> _TASK INSTRUCTIONS_
Reproduce the entire listing below verbatim, line for line.

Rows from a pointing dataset
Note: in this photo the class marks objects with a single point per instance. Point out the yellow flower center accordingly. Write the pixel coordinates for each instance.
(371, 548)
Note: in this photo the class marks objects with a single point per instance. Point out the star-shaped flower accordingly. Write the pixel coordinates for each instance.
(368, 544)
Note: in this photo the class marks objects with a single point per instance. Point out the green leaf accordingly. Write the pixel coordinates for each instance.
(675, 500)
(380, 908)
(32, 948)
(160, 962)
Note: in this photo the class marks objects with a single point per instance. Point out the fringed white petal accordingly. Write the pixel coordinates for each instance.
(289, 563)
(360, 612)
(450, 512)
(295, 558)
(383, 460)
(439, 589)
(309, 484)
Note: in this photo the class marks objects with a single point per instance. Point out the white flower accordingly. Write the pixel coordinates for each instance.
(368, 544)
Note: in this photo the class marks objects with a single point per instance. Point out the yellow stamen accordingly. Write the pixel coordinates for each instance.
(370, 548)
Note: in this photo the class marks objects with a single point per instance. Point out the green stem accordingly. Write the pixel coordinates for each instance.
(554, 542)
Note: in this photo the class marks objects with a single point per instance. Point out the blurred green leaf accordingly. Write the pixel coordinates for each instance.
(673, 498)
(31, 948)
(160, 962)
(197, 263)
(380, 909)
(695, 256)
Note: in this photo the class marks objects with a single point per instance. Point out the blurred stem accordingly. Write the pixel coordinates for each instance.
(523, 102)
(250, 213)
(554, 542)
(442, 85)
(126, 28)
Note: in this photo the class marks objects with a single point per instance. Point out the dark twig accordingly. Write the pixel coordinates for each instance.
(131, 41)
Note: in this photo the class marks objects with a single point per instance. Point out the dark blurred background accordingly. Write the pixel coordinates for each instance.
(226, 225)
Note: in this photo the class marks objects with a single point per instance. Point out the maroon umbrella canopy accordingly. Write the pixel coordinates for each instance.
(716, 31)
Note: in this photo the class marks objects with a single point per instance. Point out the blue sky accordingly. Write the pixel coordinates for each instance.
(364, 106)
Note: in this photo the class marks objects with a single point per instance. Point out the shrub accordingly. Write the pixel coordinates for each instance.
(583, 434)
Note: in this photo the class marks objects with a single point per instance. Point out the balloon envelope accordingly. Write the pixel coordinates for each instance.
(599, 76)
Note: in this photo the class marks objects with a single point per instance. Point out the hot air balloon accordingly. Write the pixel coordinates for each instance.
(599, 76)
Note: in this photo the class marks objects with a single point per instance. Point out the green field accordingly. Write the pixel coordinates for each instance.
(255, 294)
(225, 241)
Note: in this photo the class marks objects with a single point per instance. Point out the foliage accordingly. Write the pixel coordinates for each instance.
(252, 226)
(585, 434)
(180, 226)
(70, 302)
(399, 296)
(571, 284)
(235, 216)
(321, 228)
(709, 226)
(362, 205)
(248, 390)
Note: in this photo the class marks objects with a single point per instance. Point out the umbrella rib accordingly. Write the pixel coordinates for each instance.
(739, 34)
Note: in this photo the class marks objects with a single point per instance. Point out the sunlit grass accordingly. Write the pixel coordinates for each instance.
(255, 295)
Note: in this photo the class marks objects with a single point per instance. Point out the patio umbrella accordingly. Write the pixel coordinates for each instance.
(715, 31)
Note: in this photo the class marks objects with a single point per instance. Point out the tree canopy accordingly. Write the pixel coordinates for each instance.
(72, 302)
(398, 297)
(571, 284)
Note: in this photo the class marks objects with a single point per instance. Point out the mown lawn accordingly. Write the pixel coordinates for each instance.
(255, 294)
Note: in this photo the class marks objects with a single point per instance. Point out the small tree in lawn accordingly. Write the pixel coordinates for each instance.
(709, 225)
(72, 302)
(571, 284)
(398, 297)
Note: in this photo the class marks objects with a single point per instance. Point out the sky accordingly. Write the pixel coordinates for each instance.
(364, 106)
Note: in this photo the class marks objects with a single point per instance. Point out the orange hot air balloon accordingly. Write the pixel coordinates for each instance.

> _WRITTEN RESPONSE_
Note: in this photo the class marks objects with a single point per instance. Point out the yellow flower center accordingly. Write the pixel coordinates for each instance.
(371, 548)
Note: in this photo the class marks objects with a single point per instance. Point out the star-shaped flower accordingly. Write the pixel coordinates for each instance.
(368, 544)
Note: in this photo the class marks objects with a single point per instance. Point out the green leaf accordingly. Write the pixel coordinates for each instance.
(675, 500)
(380, 908)
(32, 948)
(160, 962)
Note: in this photo the class marks objects with a single point per instance. Point out the fringed white petal accordingly. Write the pixel coordinates for each instance.
(289, 563)
(360, 612)
(450, 512)
(295, 558)
(383, 460)
(439, 589)
(309, 484)
Note: in this photo the class marks objects with a single point per instance. Point out the white flower accordingly. Write the pixel coordinates for each instance.
(368, 544)
Note: in this photo the class marks objects with a single point per instance. Point out the yellow stamen accordingly. Write the pixel coordinates for each instance.
(370, 548)
Note: in this photo the class marks objects with a single point per instance. Point out the green stem accordingly. Write the pixel coordinates for each instance.
(554, 542)
Note: in this photo the class marks objects with a single point per instance. Point out the blurred green leaf accordingly. Write the pixel coordinates for each instance.
(673, 498)
(31, 948)
(160, 962)
(197, 263)
(380, 909)
(695, 256)
Note: in this photo the class marks objects with a single point per instance. Point out the blurred stem accordingly. Write the pixel coordinates for each instance.
(523, 102)
(250, 213)
(554, 542)
(442, 85)
(126, 28)
Note: in this photo the class marks objects with a single point per instance. Point out the dark twig accordingly. Write the pixel coordinates for each instance.
(131, 41)
Note: in this photo the class marks objects with a single point per instance. Point out the dark blurred background accordingly. Write the pixel coordinates for each instance.
(226, 225)
Note: in this photo the class marks objects with a single point per instance. Point out the maroon umbrella canopy accordingly. Write the pixel coordinates for each instance.
(716, 31)
Note: in this photo the class marks objects with a single point per instance. Point out the blue sky accordingly. Write the pixel coordinates for each instance.
(364, 106)
Note: in this photo the class marks objects with a single point per instance. Point out the shrub accordingly. Write the pixel coordinates for each instance.
(583, 434)
Note: in this photo the class marks objects with a single point per instance. Point out the balloon envelope accordingly. Write the pixel coordinates for each instance.
(599, 76)
Note: in this photo the class marks objects with a single point per instance. Point out the hot air balloon accordingly. Write the pixel coordinates for each instance.
(599, 76)
Note: in this photo the class marks objects with a single point per instance. Point out the green field accordingly. Write the pixel coordinates for each instance.
(255, 294)
(225, 241)
Note: in this photo the class marks objects with a single point per instance. Point out the foliage accordingly. Write the pixel coordinates for each instance.
(252, 226)
(585, 434)
(180, 226)
(70, 302)
(399, 296)
(571, 284)
(235, 216)
(321, 228)
(709, 226)
(362, 205)
(248, 390)
Note: in this photo the class marks objects with a single point per instance. Point out the umbrella rib accordingly. Write the pixel coordinates for each instance.
(739, 34)
Note: in this photo the class marks objects with a single point per instance. Point out the sunlit grass accordingly. Write the pixel coordinates for each instance.
(255, 295)
Note: in this photo the class marks objects with a single point per instance. Point out the patio umbrella accordingly. Write the pixel coordinates for each instance.
(715, 31)
Note: in this photo the class marks objects with a single point per instance. Point out the tree canopy accordingly. Write the pixel coordinates for each instance.
(72, 302)
(398, 297)
(571, 284)
Note: in this photo the class marks objects with a single point per instance. Point out the mown lawn accordingly. Write the pixel coordinates for each instance.
(255, 294)
Note: in this photo the class marks objects with a single point per instance. Point out the small tree in lawn accordingly. Write the pixel coordinates for each instance.
(709, 225)
(72, 302)
(571, 284)
(398, 297)
Note: in this photo the class marks objects with a single point per instance. Point out the sky accordingly. Write the pixel coordinates for each instance.
(364, 106)
Note: in this photo the class marks objects with a single point per instance. Point out the orange hot air balloon accordingly. Write the pixel coordinates for each instance.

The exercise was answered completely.